Collect every line in the data below that contains the string "point", and copy each one.

DATA PROVIDED:

◆ ◆ ◆ ◆ ◆ ◆ ◆

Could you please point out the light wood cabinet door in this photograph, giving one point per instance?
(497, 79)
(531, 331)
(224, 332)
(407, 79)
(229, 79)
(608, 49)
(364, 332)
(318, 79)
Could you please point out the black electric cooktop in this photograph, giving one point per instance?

◆ ◆ ◆ ◆ ◆ ◆ ◆

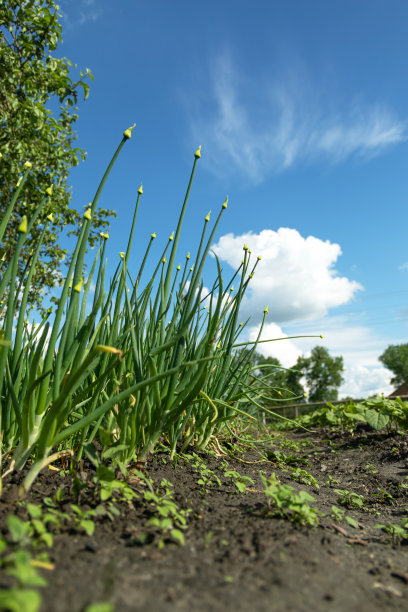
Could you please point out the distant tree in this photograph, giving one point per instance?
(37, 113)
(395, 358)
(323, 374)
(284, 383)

◆ ◆ ◆ ◆ ◆ ◆ ◆

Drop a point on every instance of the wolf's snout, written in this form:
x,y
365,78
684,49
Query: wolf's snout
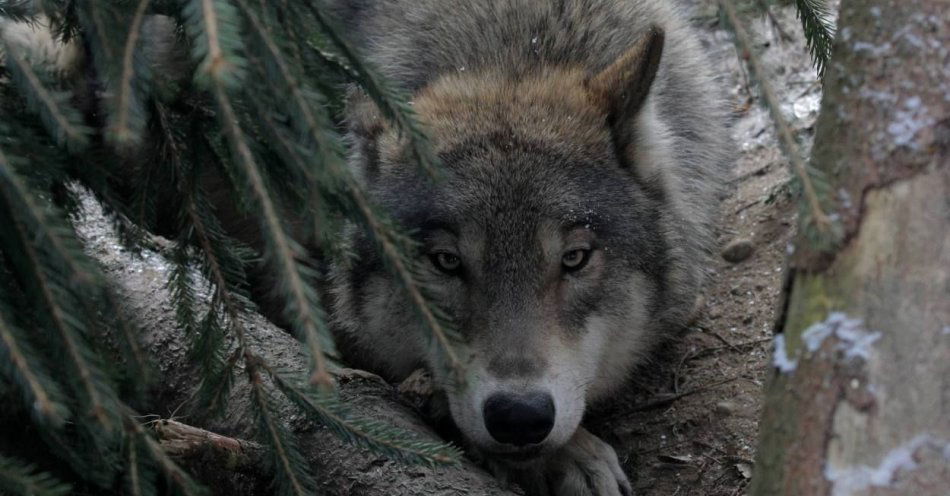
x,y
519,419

◆ ◆ ◆ ◆ ◆ ◆ ◆

THE REPLY:
Could you please point out the light wood cabinet door in this photograph, giving one point per instance?
Could you please point out the black electric cooktop in this photograph, giving one point per instance?
Could you please point out the distant tree in this photograph, giving one point per instance?
Drop a point on every instance of the wolf's snout, written in this form:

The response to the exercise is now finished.